▶ [PAGE EXCERPT]
· · · · ·

Cannot manage to use CUDA.atomic_add!

Hello,

I want to place particles into a 10x10 grid. To do this, I would like to use CUDA.atomic_add!() to count how many particles land in each cell.

Here is a minimal example:

using CUDA
function kernel_test_atomicadd!(arr, N, positions)
    i = (blockIdx().x - 1) * blockDim().x + threadIdx().x

    # Convert positions to (x, y) grid indices
    x = floor(Int, positions[i,1])+1
    y = floor(Int, positions[i,2])+1

    linear_idx = (y-1) * 10 + x
    # Atomically increment N[x, y], storing the previous value
    n = CUDA.atomic_add!(CUDA.pointer(N, linear_idx), 1)

    # Add the index i of the particle in arr[x,y,n+1]
    arr[x,y,n+1] = i

    return nothing
end

# Create a 10x10 grid to hold particle indices (max 50 per cell)

· · · · ·

▶ [RAW DATA]
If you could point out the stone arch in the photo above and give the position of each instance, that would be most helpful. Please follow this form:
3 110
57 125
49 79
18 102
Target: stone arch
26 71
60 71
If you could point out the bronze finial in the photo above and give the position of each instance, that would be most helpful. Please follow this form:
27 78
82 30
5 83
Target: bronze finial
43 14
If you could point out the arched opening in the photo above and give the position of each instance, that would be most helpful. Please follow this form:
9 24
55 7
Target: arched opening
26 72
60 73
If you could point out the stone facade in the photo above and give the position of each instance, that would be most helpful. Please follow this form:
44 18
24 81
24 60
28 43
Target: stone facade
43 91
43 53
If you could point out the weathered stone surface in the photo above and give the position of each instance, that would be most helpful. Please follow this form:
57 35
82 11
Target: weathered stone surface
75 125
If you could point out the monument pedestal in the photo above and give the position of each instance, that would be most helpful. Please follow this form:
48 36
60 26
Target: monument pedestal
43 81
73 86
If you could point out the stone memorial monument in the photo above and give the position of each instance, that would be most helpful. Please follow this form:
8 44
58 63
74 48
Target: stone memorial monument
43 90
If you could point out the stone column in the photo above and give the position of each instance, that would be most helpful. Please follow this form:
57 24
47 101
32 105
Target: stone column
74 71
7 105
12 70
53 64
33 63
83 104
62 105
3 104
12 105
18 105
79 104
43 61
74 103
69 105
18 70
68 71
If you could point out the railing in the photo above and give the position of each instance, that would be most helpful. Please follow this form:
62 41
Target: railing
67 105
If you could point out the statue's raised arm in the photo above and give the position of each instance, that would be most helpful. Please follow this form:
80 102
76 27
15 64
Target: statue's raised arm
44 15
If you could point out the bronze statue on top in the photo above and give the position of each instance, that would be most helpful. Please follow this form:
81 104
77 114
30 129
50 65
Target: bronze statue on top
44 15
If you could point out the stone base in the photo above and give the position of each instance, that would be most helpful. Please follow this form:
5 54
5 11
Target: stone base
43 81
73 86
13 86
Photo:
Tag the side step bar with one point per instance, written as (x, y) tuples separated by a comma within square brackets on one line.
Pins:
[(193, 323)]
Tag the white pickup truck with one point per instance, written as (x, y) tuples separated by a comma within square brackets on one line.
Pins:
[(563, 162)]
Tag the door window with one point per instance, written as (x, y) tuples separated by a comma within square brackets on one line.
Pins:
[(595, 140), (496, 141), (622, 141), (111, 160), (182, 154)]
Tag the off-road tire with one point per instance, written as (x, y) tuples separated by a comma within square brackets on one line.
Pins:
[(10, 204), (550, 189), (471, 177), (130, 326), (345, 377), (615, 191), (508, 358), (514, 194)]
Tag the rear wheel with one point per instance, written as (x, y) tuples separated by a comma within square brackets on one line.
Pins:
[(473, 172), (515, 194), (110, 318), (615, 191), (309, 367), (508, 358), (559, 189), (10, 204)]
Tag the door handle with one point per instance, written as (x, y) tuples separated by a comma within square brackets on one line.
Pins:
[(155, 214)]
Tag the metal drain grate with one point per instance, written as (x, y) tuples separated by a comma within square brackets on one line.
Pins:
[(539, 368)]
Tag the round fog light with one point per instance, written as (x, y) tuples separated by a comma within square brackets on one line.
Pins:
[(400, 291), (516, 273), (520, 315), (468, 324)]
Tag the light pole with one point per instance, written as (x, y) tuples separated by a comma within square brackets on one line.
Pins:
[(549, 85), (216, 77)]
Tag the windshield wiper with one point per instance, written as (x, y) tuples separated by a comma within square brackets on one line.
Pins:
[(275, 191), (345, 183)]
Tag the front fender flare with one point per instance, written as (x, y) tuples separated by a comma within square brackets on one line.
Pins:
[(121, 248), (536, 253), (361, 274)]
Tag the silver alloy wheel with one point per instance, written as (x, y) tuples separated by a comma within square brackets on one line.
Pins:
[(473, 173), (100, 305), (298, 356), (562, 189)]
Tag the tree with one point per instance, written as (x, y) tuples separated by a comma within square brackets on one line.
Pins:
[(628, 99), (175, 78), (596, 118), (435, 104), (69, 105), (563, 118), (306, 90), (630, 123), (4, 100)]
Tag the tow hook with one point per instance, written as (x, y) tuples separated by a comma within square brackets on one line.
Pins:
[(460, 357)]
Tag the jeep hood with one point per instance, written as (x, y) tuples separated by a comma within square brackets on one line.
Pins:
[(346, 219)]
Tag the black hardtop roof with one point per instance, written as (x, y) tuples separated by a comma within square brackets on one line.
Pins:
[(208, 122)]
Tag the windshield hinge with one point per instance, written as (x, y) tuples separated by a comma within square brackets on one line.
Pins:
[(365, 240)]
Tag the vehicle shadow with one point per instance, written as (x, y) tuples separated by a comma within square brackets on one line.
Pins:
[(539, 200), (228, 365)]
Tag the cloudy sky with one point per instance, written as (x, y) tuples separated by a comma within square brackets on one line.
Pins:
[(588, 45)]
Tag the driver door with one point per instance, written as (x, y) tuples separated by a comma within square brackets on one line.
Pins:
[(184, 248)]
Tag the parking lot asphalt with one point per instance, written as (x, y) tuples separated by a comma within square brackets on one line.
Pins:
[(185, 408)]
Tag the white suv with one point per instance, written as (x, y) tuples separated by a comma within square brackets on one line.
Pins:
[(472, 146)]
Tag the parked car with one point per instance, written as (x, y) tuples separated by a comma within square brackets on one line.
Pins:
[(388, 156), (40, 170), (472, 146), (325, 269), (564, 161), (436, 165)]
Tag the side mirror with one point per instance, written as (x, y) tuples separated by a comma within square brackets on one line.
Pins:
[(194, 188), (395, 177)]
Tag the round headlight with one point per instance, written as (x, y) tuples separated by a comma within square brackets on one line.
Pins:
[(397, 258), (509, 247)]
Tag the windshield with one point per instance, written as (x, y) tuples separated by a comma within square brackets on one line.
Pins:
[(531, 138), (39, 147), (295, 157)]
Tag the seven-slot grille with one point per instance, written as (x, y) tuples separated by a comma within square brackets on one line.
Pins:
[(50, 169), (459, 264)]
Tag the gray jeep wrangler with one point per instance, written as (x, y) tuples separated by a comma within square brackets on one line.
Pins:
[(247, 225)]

· · · · ·

▶ [GIVEN PROBLEM 1]
In the CUDA forum post, what size of grid does the poster want to place particles into?
▶ [GIVEN PROBLEM 2]
Pick up the CUDA forum post at the point where it stops and continue it.

▶ [EXERCISE RESULT 1]
A 10x10 grid.

▶ [EXERCISE RESULT 2]
arr = CUDA.zeros(10,10,50);

# Initialize counter for particles per cell
N = CUDA.zeros(10,10);

# Random particle positions in the 10x10 space
positions = CUDA.rand(256,2)* 10.0;

@cuda threads = 256 kernel_test_atomicadd!(arr, N, positions)

I get this error message:

Reason: unsupported dynamic function invocation (call to atomic_add!)

If I replace pointer() by CUDA.Ref(N[x,y]) then I get the same error with.

I think I cannot use @atomic because I need to read the value of N[x,y] before adding 1, is it true ?

# This is working but does not correspond to what I am looking for
n = N[x,y]
@atomic N[x,y]+=1

Thank you for your help !

julia> CUDA.versioninfo()
CUDA runtime 12.6, artifact installation
CUDA driver 12.4
NVIDIA driver 552.86.0

CUDA libraries:
- CUBLAS: 12.6.4
- CURAND: 10.3.7
- CUFFT: 11.3.0
- CUSOLVER: 11.7.1
- CUSPARSE: 12.5.4
- CUPTI: 2024.3.2 (API 24.0.0)
- NVML: 12.0.0+552.86

Julia packages:
- CUDA: 5.6.1
- CUDA_Driver_jll: 0.10.4+0
- CUDA_Runtime_jll: 0.15.5+0

Toolchain:
- Julia: 1.11.5
- LLVM: 16.0.6

1 device:
  0: NVIDIA RTX 2000 Ada Generation (sm_89, 11.572 GiB / 15.996 GiB available)

Hi,

On an RTX 3070 I can replicate your problem. Simply using N = CUDA.zeros(Int, 10, 10) fixes it. I think you need to make sure in

n = CUDA.atomic_add!(CUDA.pointer(N, linear_idx), 1)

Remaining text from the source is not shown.